» Seitenauszug
______________________________

Wirbel um staatlichen Späh-Angriff auf Computer

Berlin. Die Experten des renommierten Chaos Computer Clubs (CCC) werfen deutschen Sicherheitsbehörden vor, ihre Befugnisse weit überschritten zu haben. Nach Angaben des Clubs setzten Ermittler eine Software zur Überwachung von Telekommunikations-Verbindungen ein, die einen verbotenen "großen Lauschangriff" möglich macht

Berlin. Die Experten des renommierten Chaos Computer Clubs (CCC) werfen deutschen Sicherheitsbehörden vor, ihre Befugnisse weit überschritten zu haben. Nach Angaben des Clubs setzten Ermittler eine Software zur Überwachung von Telekommunikations-Verbindungen ein, die einen verbotenen "großen Lauschangriff" möglich macht.Der "Bundestrojaner", ein staatliches Überwachungsprogramm, sei dem Verein auf mehreren Festplatten anonym zugespielt und von diesem analysiert worden, berichtete CCC-Sprecher Frank Rieger. Demnach können mit dem Programm nicht nur Internet-Telefonate belauscht, sondern auch Aufnahmen von Inhalten des Webbrowsers, von Chat- und Mail-Programmen gemacht werden. Auch "niemals versendete Nachrichten oder Notizen" könnten so kopiert werden. Zudem beklagt der Club einen "digitalen großen Lausch- und Späh-Angriff", indem ferngesteuert auf Mikrofon, Kamera und Tastatur des Computers zugegriffen werde. Dies verstoße gegen das Urteil des Bundesverfassungsgerichts von 2008, das der Telekommunikations-Überwachung enge Grenzen setzt.

______________________________

» Datenauszug
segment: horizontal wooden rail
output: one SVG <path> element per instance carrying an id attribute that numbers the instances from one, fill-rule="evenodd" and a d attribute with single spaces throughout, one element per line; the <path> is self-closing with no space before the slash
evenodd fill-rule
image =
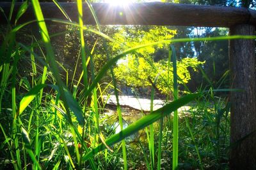
<path id="1" fill-rule="evenodd" d="M 15 16 L 21 3 L 14 8 Z M 45 18 L 66 19 L 52 3 L 41 3 Z M 76 3 L 61 3 L 72 20 L 77 21 Z M 8 16 L 11 4 L 0 3 L 0 6 Z M 133 3 L 127 6 L 111 5 L 106 3 L 92 4 L 100 24 L 102 25 L 186 25 L 202 27 L 230 27 L 239 24 L 256 24 L 256 11 L 243 8 L 216 6 L 201 6 L 163 3 Z M 86 4 L 84 4 L 84 20 L 86 24 L 95 22 Z M 19 20 L 19 23 L 35 19 L 30 5 Z M 6 20 L 0 12 L 0 24 Z"/>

______________________________

» Arbeitsauftrag 1
Stimmen die folgenden Aussagen mit dem Bericht über den Bundestrojaner überein? Antworte jeweils mit Ja oder Nein und zitiere die entscheidenden Worte aus dem Bericht wörtlich. (a) Der Bundestrojaner gelangte anonym auf mehreren Festplatten an den CCC. (b) Nach Angaben des CCC lassen sich mit dem Programm ausschließlich Internet-Telefonate belauschen. (c) Das Urteil des Bundesverfassungsgerichts, gegen das verstoßen werde, stammt aus dem Jahr 2010.
» Arbeitsauftrag 2
Schreibe den Bericht über den Bundestrojaner im Anschluss an seinen letzten Satz weiter.

» Ergebnis 1
(a) Ja: „sei dem Verein auf mehreren Festplatten anonym zugespielt“
(b) Nein: „nicht nur Internet-Telefonate belauscht, sondern auch Aufnahmen von Inhalten des Webbrowsers, von Chat- und Mail-Programmen gemacht werden“
(c) Nein: „gegen das Urteil des Bundesverfassungsgerichts von 2008“

» Ergebnis 2
FDP, Grüne und die Piratenpartei forderten rasche Aufklärung und ein Einsatzverbot für den "Bundestrojaner". Bundesjustizministerin Sabine Leutheusser-Schnarrenberger (FDP, Foto: dapd) erklärte, die FDP habe immer vor den Gefahren staatlicher Schnüffel-Software gewarnt. Noch beunruhigender sei, wenn sich "staatliche Überwachungs-Software nicht an die rechtlichen Grenzen" halte. Auch Grünen-Chefin Claudia Roth zeigte sich alarmiert.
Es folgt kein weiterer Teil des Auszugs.